What the task asks:
Copy out the complete listing, word for word.
####
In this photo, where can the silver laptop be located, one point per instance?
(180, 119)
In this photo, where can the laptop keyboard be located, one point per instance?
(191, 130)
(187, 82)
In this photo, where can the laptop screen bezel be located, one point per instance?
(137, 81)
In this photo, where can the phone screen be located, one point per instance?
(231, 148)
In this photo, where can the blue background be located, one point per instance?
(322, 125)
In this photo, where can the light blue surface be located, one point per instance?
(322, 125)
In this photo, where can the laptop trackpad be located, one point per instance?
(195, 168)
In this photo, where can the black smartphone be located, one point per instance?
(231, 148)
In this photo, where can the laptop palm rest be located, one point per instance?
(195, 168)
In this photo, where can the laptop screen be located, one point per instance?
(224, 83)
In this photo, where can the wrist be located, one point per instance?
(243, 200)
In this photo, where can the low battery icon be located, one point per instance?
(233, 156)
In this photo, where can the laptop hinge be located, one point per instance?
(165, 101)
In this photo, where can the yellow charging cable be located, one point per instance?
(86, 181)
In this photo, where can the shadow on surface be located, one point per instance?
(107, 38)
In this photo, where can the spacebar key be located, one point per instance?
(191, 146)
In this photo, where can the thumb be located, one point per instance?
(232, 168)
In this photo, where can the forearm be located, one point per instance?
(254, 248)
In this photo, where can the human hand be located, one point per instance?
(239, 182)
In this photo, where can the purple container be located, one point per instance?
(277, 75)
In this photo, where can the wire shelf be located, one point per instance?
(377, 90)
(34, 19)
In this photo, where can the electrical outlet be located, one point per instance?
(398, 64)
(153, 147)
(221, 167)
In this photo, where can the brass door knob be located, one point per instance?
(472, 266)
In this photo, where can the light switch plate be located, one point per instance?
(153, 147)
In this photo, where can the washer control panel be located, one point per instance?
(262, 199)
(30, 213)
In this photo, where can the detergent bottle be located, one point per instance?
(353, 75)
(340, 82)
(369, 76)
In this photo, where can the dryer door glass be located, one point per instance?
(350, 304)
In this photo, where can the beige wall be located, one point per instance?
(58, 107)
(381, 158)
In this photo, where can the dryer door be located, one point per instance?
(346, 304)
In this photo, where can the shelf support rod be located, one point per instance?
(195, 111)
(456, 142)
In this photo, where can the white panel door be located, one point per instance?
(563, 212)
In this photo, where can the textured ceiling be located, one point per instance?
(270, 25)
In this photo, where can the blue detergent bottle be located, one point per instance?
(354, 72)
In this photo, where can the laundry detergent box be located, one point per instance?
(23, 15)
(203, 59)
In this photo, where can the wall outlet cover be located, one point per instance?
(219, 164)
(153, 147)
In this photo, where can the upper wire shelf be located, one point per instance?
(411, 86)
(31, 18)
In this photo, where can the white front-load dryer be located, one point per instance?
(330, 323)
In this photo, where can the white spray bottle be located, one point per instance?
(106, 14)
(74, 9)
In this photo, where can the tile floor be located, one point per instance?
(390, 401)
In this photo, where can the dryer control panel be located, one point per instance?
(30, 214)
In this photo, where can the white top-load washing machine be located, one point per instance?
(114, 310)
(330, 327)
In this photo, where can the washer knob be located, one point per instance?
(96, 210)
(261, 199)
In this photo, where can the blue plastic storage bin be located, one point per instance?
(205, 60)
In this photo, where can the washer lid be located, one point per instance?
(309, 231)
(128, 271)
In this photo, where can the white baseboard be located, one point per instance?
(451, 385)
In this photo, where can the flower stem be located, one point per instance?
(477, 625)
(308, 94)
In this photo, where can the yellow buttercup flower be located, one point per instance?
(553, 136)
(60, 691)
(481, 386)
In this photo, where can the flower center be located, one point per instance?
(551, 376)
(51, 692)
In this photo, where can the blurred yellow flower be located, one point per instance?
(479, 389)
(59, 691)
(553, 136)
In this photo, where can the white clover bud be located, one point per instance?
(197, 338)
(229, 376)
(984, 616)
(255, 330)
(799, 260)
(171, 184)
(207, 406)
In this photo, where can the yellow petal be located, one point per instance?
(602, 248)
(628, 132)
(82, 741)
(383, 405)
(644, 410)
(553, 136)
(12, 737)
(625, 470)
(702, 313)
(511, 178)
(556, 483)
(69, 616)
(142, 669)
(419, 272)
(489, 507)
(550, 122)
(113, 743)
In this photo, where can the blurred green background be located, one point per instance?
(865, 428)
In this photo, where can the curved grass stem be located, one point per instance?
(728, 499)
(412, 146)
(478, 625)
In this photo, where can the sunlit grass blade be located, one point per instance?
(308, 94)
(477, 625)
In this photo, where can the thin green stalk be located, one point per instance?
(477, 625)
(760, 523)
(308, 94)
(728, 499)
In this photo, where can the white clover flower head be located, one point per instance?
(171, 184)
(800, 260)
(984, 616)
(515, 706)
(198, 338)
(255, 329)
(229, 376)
####
Task solution:
In this photo, where can the silver laptop be located, one point per instance?
(180, 119)
In this photo, where can the laptop keyboard be located, one point per instance?
(191, 130)
(187, 82)
In this photo, where can the laptop screen bezel be located, one point per instance?
(137, 81)
In this photo, where can the phone screen be located, one point per instance?
(231, 148)
In this photo, where can the blue background be located, one point per instance?
(322, 125)
In this photo, where can the light blue surface be located, one point per instance?
(322, 125)
In this photo, where can the laptop trackpad be located, one point per instance?
(195, 168)
In this photo, where can the black smartphone be located, one point per instance?
(231, 148)
In this photo, where can the laptop palm rest be located, one point per instance?
(195, 168)
In this photo, where can the laptop screen be located, one point per instance?
(224, 83)
In this photo, where can the wrist be located, one point per instance?
(243, 200)
In this photo, where can the low battery icon be located, one point per instance?
(233, 156)
In this photo, where can the laptop hinge be located, one point per instance?
(165, 101)
In this photo, where can the yellow charging cable be located, one point per instance?
(86, 181)
In this photo, where can the shadow on surface be located, one point per instance?
(107, 38)
In this photo, where can the spacebar key be located, one point per instance?
(191, 146)
In this photo, where can the thumb be located, one point per instance?
(232, 168)
In this photo, where can the forearm be located, one point per instance?
(254, 248)
In this photo, where can the human hand be located, one point per instance?
(239, 182)
In this photo, where can the purple container be located, one point per instance?
(277, 75)
In this photo, where can the wire shelf be located, one point per instance?
(377, 90)
(34, 19)
In this photo, where can the electrical outlet be located, one point per instance?
(398, 64)
(153, 147)
(221, 167)
In this photo, where can the brass door knob be located, one point per instance?
(472, 266)
In this photo, where can the light switch plate be located, one point per instance?
(153, 147)
In this photo, where can the washer control panel be located, one point per instance?
(262, 199)
(30, 213)
In this photo, where can the detergent bottle be located, one point per instance?
(353, 75)
(340, 82)
(369, 76)
In this photo, where can the dryer door glass be located, one point per instance?
(350, 304)
In this photo, where can the beige wall be located, one point per instance?
(58, 107)
(381, 158)
In this photo, where can the dryer door be located, one point per instance?
(346, 304)
In this photo, where can the shelf support rod be located, one point per instance?
(195, 111)
(456, 142)
In this photo, where can the white panel door be located, one point per instance?
(563, 212)
In this photo, where can the textured ceiling be located, one point per instance?
(270, 25)
In this photo, where can the blue detergent bottle be located, one point per instance?
(354, 72)
In this photo, where can the laundry detergent box be located, one point per instance?
(23, 15)
(203, 59)
In this photo, where can the wall outlet cover be located, one point per instance?
(219, 164)
(153, 147)
In this photo, where can the upper wire shelf be located, one point per instance?
(411, 86)
(31, 18)
In this photo, where can the white front-load dryer be located, one point per instance?
(330, 323)
In this photo, where can the white spray bottle be located, one point per instance?
(106, 14)
(74, 9)
In this photo, where can the tile floor be located, one point per instance?
(390, 401)
In this photo, where can the dryer control panel be located, one point per instance?
(30, 214)
In this photo, where can the white top-load washing machine be located, one point per instance?
(114, 310)
(330, 327)
In this photo, where can the washer knob be located, one point per instance?
(96, 210)
(261, 199)
In this photo, where can the blue plastic storage bin be located, one point per instance?
(205, 60)
In this photo, where can the washer lid be located, one point per instance?
(309, 231)
(128, 271)
In this photo, where can the white baseboard be located, one point per instance?
(451, 385)
In this photo, where can the flower stem be located, one point per instance?
(477, 625)
(308, 94)
In this photo, where can the yellow buttercup flower be located, one point per instance?
(553, 136)
(60, 691)
(481, 386)
In this photo, where can the flower center be located, one point per instance?
(551, 376)
(51, 692)
In this photo, where can the blurred yellow flower be located, one point per instance?
(479, 389)
(59, 691)
(553, 136)
In this photo, where can the white clover bud be located, one point per instance?
(197, 338)
(229, 376)
(984, 616)
(255, 330)
(799, 260)
(171, 184)
(207, 406)
In this photo, where can the yellow petal be located, one point per instance?
(602, 248)
(628, 132)
(82, 741)
(383, 405)
(644, 410)
(553, 136)
(12, 737)
(625, 470)
(702, 313)
(511, 178)
(556, 483)
(69, 616)
(142, 669)
(419, 272)
(489, 507)
(550, 122)
(113, 743)
In this photo, where can the blurred green background be located, one point per instance?
(865, 428)
In this photo, where can the curved grass stem be located, one point per instance?
(728, 499)
(412, 146)
(478, 625)
In this photo, where can the sunlit grass blade be located, one point per instance?
(308, 94)
(477, 625)
In this photo, where can the thin green stalk be located, one point per instance?
(477, 625)
(760, 523)
(308, 94)
(728, 499)
In this photo, where can the white clover flower head be located, one point per instance?
(171, 184)
(800, 260)
(984, 616)
(515, 706)
(198, 338)
(255, 329)
(229, 376)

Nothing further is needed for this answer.